- **EXERCISE TASKS**:
• 1. Answer these from the concepts page, one line each:
(a) What does GraphCast transform data sources into?
(b) Which component is the central configuration that defines the transformation?
(c) Which edge attribute is marked as required under Basic Attributes?
• 2. In the concepts page, rename "GraphCast" to "GraphForge" and give everything from "System Overview" down to "this transformation process." with that change.

- **SOURCE PASSAGE**:
## Begin
Skip to content

Concepts

Here we introduce the main concepts of GraphCast, a framework for transforming data into property graphs.

System Overview

GraphCast transforms data sources into property graphs through a pipeline of components:

  1. Data SourcesResourcesActorsVertices/EdgesGraph Database

Each component plays a specific role in this transformation process.

Core Components

Schema

The Schema is the central configuration that defines how data sources are transformed into a property graph. It encapsulates: - Vertex and edge definitions - Resource mappings - Data transformations - Index configurations

Vertex

A Vertex describes vertices and their database indexes. It supports: - Single or compound indexes (e.g., ["first_name", "last_name"] instead of "full_name") - Property definitions - Filtering conditions - Optional blank vertex configuration

Edge

An Edge describes edges and their database indexes. It allows: - Definition at any level of a hierarchical document - Reliance on vertex principal index - Weight configuration using source_fields, target_fields, and direct parameters - Uniqueness constraints with respect to source, target, and weight fields

Edge Attributes and Configuration

Edges in GraphCast support a rich set of attributes that enable flexible relationship modeling:

Basic Attributes

  • source: Source vertex name (required)
## End
- **EXTRACTED ENTRIES**:
## Begin
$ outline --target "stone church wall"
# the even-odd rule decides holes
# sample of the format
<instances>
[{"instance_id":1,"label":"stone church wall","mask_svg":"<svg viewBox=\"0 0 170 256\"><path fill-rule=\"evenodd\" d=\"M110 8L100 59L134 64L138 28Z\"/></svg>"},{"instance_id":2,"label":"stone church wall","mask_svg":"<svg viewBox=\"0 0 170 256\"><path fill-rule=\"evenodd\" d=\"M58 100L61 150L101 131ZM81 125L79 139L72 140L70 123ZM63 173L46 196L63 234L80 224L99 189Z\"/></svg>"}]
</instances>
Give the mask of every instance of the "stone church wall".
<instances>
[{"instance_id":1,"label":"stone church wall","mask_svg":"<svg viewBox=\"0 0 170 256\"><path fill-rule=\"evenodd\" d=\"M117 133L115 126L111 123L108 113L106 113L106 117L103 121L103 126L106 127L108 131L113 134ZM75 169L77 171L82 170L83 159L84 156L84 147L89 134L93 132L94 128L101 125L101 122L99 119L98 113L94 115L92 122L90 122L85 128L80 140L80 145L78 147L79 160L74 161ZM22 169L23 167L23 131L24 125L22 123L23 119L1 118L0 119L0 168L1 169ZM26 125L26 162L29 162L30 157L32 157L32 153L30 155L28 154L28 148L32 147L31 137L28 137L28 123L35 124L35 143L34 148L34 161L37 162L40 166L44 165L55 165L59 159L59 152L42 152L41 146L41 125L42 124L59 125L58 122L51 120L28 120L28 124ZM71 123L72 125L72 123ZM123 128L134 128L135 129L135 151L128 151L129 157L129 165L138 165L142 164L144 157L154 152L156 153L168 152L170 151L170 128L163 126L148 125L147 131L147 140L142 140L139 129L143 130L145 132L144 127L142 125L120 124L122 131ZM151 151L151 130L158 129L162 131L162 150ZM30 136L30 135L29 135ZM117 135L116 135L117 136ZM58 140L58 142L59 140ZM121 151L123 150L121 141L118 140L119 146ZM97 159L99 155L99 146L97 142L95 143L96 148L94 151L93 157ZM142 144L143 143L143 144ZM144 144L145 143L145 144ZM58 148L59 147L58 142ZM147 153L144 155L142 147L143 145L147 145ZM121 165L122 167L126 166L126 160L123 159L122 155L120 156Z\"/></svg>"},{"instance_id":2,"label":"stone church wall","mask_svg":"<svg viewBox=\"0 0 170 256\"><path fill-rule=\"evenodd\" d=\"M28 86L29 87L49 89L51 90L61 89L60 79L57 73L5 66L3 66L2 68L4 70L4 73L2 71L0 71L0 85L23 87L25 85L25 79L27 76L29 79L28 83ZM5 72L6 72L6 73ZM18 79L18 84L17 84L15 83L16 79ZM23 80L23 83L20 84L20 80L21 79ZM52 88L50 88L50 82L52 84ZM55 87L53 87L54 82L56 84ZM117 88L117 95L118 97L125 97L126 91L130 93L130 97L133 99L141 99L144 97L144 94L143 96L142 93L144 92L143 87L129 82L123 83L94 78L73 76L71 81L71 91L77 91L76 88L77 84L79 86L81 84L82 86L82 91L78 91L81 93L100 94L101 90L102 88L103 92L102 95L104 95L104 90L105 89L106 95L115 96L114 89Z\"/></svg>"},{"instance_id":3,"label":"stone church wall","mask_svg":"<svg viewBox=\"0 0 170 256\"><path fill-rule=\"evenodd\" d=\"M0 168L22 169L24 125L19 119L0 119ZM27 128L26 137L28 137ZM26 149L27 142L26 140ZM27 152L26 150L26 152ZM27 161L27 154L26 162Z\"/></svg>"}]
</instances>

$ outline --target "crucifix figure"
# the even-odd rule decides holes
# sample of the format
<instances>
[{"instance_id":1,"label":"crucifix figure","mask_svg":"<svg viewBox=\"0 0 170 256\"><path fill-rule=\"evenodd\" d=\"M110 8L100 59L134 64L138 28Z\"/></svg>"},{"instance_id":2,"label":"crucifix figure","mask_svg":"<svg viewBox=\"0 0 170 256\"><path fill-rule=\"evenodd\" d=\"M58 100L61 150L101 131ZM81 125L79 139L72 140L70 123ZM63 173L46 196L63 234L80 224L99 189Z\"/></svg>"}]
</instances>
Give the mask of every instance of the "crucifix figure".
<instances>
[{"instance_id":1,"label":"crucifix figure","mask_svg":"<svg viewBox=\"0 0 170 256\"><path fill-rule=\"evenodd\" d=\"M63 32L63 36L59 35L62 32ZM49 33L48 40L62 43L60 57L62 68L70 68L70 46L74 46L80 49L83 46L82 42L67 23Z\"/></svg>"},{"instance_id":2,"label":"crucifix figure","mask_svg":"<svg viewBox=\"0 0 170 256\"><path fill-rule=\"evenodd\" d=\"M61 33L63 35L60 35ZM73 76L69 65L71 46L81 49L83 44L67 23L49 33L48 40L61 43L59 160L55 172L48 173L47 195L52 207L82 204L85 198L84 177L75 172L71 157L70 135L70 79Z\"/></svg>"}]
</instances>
## End
- **ANSWERS BY TASK**:
• 1.
(a) Property graphs.
(b) The Schema.
(c) source.

• 2.
System Overview

GraphForge transforms data sources into property graphs through a pipeline of components:

  1. Data SourcesResourcesActorsVertices/EdgesGraph Database

Each component plays a specific role in this transformation process.